CONSIGNES:
1/ Selon le texte sur Inria, quelle part des responsables d'équipes-projets l'institut ambitionne-t-il de voir occupée par des femmes en 2023 ?
2/ Transcrivez fidèlement le passage du texte sur Inria allant de « Dans ce cadre, Inria » jusqu'à « (contre 13 % aujourd’hui). » inclus.
3/ Énumérez toutes les équipes-projets d'Inria que le texte sur Inria cite comme appelées à soutenir les développements de RIOT.

DOCUMENT SOURCE:
----

Dans ce cadre, Inria renforce son modèle organisationnel unique, celui d’équipes-projets avec des feuilles de route de recherche et d’innovation, agiles et focalisées, propices à la prise de risque, à l’interdisciplinarité et au développement logiciel, engagées dans des partenariats, et le met à disposition de ses partenaires, grandes universités de recherche ou organismes (CNRS, CEA, INRAE, INSERM, et demain également l’IFPEN). A ce sujet, Inria se donne de plus pour ambition d’avoir en 2023 30 % des responsables d’équipes-projets qui seront des femmes (contre 13 % aujourd’hui).

Sa politique scientifique s’inscrit également dans la construction de l’espace européen de recherche et d’innovation, en s’impliquant dans les programmes communautaires comme Horizon Europe, Digital Europe, EIT, EIC ; ou la construction de partenariats bilatéraux stratégiques, notamment avec l’Allemagne (DFKI sur l’intelligence artificielle par exemple).

Emmanuel Baccelli par exemple, chargé de recherche à Inria Saclay et professeur affilié à la Freie Universitat Berlin, est revenu sur le projet franco-allemand RIOT-fp, dont l’objectif est de mettre au point pour les objets connectés une plateforme logicielle embarquée. « RIOT se veut l’équivalent de Linux pour n’importe quel type d’objet connecté qui fonctionne sur microcontrôleurs, donc avec une puissance de calcul bien moindre et un millionième de la mémoire, comparé à des microprocesseurs », a expliqué le chercheur, coordinateur du projet. Face à Amazon qui vient de racheter un projet concurrent de RIOT, on voit là que l’enjeu de taille. « Notre modèle open source est un gage de pérennité d’un bien commun, constamment amélioré par ses contributeurs : des universitaires, des industriels et d’autres utilisateurs tels les ‘makers’ », commente Emmanuel Baccelli. Dans cette optique, Inria a récemment lancé un projet d’envergure (Défi Inria) destiné à soutenir les développements de RIOT par plusieurs de ses équipes-projets (EVA, GRACE, PROSECCO, TEA et TRIBE) et à la Freie Universität de Berlin.

----

DONNÉES FOURNIES:
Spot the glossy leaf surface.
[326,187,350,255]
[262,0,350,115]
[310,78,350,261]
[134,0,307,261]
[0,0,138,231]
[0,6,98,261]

----

RÉPONSES:
1/ 30 %, contre 13 % aujourd'hui.

2/
Dans ce cadre, Inria renforce son modèle organisationnel unique, celui d’équipes-projets avec des feuilles de route de recherche et d’innovation, agiles et focalisées, propices à la prise de risque, à l’interdisciplinarité et au développement logiciel, engagées dans des partenariats, et le met à disposition de ses partenaires, grandes universités de recherche ou organismes (CNRS, CEA, INRAE, INSERM, et demain également l’IFPEN). A ce sujet, Inria se donne de plus pour ambition d’avoir en 2023 30 % des responsables d’équipes-projets qui seront des femmes (contre 13 % aujourd’hui).

3/ EVA, GRACE, PROSECCO, TEA, TRIBE